### Exercise goal
Copy only what runs from the line containing "Query: beige building" through the end of the material below, line for line, with both ends included.

### Information given
'''
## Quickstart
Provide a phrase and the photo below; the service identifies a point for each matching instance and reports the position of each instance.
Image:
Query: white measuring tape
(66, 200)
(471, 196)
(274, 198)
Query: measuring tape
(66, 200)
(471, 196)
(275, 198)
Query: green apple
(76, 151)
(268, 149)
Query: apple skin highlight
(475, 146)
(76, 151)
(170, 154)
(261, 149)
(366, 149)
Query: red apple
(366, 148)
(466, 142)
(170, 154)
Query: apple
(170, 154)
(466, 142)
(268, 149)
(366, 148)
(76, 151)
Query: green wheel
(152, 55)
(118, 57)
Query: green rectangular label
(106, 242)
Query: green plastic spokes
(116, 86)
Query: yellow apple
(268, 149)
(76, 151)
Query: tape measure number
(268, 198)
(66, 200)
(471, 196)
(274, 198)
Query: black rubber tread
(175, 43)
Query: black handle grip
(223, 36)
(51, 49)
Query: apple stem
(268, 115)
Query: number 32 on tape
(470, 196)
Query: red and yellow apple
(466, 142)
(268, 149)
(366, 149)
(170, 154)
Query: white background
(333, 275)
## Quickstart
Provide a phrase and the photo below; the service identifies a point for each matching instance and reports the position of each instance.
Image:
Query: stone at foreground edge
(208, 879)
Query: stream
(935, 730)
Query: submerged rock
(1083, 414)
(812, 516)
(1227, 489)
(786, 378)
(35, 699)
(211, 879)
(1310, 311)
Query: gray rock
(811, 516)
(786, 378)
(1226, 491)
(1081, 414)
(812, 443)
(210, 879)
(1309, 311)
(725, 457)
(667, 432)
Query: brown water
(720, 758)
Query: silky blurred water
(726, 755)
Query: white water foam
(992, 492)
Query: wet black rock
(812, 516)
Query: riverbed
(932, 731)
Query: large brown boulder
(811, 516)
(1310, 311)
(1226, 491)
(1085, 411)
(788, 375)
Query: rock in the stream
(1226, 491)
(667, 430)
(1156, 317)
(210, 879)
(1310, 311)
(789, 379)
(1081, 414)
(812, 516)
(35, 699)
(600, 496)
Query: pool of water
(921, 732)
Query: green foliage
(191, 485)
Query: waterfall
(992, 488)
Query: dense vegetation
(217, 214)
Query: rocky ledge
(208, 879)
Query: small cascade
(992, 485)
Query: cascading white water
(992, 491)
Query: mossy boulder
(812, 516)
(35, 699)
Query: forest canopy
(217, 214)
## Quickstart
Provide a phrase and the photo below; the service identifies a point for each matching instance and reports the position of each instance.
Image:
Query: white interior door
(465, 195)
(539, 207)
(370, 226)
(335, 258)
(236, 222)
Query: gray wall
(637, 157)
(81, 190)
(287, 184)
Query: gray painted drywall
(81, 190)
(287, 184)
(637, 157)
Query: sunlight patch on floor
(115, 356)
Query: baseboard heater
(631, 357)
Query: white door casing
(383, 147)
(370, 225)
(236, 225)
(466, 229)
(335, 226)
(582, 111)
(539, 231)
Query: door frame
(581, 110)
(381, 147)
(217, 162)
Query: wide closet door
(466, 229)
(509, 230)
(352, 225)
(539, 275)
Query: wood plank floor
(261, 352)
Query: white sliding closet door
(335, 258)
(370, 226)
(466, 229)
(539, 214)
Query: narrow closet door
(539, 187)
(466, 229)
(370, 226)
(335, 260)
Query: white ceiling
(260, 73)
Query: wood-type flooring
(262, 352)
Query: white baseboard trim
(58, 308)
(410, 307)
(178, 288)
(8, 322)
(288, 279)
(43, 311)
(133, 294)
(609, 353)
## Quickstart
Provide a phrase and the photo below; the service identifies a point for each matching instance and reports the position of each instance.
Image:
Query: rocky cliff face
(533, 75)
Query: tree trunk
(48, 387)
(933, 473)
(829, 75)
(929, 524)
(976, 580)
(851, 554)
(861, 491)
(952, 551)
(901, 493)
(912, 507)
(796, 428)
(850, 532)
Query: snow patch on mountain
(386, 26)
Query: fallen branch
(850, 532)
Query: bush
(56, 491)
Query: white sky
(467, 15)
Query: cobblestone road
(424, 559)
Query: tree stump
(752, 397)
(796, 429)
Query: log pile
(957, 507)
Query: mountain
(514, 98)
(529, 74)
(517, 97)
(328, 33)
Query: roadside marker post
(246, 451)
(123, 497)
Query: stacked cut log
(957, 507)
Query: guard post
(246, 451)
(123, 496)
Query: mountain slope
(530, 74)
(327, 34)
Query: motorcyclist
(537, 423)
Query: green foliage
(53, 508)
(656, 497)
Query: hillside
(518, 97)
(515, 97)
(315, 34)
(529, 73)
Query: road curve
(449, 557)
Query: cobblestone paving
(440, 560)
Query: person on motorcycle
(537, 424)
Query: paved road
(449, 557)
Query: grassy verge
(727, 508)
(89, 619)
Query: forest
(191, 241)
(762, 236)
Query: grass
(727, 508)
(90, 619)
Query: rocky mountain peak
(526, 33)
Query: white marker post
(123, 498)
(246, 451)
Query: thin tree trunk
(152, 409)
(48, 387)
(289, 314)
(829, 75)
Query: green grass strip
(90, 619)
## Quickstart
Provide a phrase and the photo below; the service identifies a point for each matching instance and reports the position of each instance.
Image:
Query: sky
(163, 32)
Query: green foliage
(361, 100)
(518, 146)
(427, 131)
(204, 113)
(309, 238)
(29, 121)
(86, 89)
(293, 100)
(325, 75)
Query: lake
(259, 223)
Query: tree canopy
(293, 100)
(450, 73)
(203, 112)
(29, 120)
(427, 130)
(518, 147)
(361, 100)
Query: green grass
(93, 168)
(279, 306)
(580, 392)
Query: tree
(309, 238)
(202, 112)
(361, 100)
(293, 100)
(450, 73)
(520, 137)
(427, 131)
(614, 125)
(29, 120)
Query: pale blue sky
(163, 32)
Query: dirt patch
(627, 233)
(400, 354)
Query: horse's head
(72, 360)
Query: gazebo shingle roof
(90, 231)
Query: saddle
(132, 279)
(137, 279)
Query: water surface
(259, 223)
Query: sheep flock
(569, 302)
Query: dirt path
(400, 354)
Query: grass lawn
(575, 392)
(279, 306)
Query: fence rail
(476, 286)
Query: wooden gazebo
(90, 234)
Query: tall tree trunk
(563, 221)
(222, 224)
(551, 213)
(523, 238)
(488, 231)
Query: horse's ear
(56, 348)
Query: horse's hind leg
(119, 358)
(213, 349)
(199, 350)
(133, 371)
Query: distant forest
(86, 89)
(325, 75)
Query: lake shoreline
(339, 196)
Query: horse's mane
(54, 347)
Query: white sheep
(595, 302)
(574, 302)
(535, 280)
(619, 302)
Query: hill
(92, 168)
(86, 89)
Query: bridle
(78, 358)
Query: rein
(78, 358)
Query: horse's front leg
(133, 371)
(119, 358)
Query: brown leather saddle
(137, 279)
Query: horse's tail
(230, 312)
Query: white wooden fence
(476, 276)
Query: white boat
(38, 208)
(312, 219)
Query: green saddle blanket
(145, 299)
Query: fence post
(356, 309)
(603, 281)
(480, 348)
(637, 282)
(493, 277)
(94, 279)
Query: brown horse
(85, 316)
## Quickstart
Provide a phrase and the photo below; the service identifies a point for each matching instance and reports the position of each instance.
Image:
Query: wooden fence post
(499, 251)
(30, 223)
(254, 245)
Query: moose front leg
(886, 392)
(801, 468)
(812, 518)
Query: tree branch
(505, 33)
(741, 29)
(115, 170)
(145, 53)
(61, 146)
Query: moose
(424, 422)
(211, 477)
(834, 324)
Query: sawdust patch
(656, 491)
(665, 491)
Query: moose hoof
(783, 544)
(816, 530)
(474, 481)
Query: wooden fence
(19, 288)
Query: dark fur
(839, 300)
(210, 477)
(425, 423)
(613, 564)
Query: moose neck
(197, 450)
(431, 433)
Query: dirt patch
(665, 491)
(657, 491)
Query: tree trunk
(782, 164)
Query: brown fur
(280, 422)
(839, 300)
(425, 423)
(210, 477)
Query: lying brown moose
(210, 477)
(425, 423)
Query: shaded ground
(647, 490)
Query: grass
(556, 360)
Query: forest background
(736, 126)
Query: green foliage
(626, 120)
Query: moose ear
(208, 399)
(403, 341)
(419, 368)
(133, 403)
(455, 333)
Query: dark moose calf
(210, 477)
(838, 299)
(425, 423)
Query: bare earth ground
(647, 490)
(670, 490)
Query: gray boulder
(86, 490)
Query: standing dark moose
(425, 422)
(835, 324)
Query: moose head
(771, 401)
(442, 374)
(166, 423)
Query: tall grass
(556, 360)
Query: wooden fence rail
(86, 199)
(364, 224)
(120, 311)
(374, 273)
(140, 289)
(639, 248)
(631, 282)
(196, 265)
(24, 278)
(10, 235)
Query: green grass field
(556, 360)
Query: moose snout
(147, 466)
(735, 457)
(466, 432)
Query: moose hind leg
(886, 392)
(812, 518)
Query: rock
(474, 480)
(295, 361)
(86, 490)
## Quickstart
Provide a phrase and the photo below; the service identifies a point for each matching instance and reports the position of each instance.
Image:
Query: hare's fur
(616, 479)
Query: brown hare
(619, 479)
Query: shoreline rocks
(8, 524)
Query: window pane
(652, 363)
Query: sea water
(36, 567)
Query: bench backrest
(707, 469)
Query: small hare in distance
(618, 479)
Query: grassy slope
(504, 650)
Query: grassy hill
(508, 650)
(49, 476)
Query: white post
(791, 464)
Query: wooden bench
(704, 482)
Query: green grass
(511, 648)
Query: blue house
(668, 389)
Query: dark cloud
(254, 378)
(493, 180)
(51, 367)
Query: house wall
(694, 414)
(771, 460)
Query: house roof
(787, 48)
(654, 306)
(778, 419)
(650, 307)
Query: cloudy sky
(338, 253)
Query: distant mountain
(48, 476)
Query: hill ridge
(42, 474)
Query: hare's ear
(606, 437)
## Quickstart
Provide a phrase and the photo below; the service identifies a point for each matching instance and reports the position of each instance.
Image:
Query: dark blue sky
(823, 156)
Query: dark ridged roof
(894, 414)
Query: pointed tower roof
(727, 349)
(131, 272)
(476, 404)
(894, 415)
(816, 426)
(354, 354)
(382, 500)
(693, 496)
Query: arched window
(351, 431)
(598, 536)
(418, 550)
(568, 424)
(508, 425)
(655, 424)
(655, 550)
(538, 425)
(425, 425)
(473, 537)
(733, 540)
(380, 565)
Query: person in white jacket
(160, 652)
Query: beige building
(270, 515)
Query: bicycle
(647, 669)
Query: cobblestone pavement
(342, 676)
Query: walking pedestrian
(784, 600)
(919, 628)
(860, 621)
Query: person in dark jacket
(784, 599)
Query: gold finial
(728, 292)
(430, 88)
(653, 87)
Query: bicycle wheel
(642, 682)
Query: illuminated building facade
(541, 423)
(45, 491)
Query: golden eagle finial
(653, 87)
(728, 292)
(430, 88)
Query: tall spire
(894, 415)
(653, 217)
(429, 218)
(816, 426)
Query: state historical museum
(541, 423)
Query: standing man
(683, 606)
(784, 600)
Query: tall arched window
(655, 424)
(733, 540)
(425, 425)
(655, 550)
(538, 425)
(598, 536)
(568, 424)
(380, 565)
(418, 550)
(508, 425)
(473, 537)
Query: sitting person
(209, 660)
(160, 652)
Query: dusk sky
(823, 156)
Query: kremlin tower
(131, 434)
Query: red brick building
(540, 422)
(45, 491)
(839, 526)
'''
### The output
Query: beige building
(270, 515)
Query: bicycle
(647, 669)
Query: cobblestone pavement
(342, 676)
Query: walking pedestrian
(784, 600)
(919, 628)
(860, 621)
Query: person in dark jacket
(784, 599)
Query: gold finial
(728, 292)
(430, 88)
(653, 87)
Query: bicycle wheel
(642, 682)
Query: illuminated building facade
(541, 423)
(45, 491)
Query: golden eagle finial
(653, 87)
(728, 292)
(430, 88)
Query: tall spire
(894, 415)
(653, 217)
(429, 218)
(816, 426)
Query: state historical museum
(541, 423)
Query: standing man
(683, 606)
(784, 600)
Query: tall arched window
(655, 424)
(733, 540)
(425, 425)
(655, 550)
(538, 425)
(598, 536)
(568, 424)
(380, 565)
(418, 550)
(508, 425)
(473, 537)
Query: sitting person
(209, 660)
(160, 652)
Query: dusk sky
(823, 156)
Query: kremlin tower
(131, 434)
Query: red brick building
(540, 422)
(45, 491)
(839, 526)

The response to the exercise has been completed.